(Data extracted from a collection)
^^^^
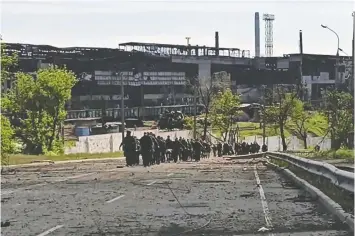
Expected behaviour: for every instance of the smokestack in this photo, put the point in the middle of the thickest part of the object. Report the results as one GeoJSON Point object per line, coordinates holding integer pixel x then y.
{"type": "Point", "coordinates": [301, 43]}
{"type": "Point", "coordinates": [217, 43]}
{"type": "Point", "coordinates": [257, 35]}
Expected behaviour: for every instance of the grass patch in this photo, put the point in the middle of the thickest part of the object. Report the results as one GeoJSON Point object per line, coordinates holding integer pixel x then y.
{"type": "Point", "coordinates": [344, 154]}
{"type": "Point", "coordinates": [26, 159]}
{"type": "Point", "coordinates": [317, 126]}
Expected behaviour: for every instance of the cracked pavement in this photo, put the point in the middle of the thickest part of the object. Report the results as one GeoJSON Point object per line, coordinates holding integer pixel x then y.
{"type": "Point", "coordinates": [212, 197]}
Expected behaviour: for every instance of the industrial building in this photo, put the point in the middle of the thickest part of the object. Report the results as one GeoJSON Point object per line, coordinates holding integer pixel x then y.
{"type": "Point", "coordinates": [162, 74]}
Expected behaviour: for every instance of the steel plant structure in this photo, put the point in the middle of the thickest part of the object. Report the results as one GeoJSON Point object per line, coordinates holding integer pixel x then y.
{"type": "Point", "coordinates": [160, 74]}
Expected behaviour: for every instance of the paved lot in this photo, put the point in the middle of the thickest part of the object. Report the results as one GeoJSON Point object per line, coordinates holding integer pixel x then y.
{"type": "Point", "coordinates": [213, 197]}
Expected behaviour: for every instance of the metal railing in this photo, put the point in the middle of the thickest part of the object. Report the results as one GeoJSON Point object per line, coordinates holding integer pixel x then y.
{"type": "Point", "coordinates": [340, 178]}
^^^^
## [Short task]
Return precisely the lines of the records, starting with the line that holds "Expected behaviour: for every instance of the grass" and ending with the last one.

## [Complete response]
Expected behaviour: for every instance of the grass patch in this photo, put the point in the middle of the thickest part of the object. Report the results as one GeoJSON Point object per line, coordinates holding integer pixel x then y.
{"type": "Point", "coordinates": [344, 154]}
{"type": "Point", "coordinates": [26, 159]}
{"type": "Point", "coordinates": [317, 126]}
Expected behaviour: for every instance of the cracked pavement in this photo, put the point in the middle of the thickest part of the object. Report the results as one GeoJSON Point object per line, coordinates holding integer pixel x then y.
{"type": "Point", "coordinates": [212, 197]}
Expected behaviour: for every instance of the industrial building in this photo, put the point in the middle of the thickest part of the object. Report the results as one GeoJSON Point object per line, coordinates holding integer pixel x then y.
{"type": "Point", "coordinates": [162, 74]}
Expected behaviour: for every instance of the steel plant structure in this photo, put the point in the middle of the thickest part of the object. Report the results as one GeoJSON Point object per line, coordinates holding integer pixel x then y.
{"type": "Point", "coordinates": [160, 74]}
Expected behaviour: for every instance of the paved lot in this photo, put the point in the middle of the thickest part of the object. Report the results as one GeoJSON Point object per line, coordinates holding integer pixel x then y.
{"type": "Point", "coordinates": [213, 197]}
Expected behaviour: for every instance of the metal railing in this photo, put the point in the middle of the thickest part of the object. Report the results as one GeoJSON Point object per line, coordinates holding integer pixel x then y.
{"type": "Point", "coordinates": [340, 178]}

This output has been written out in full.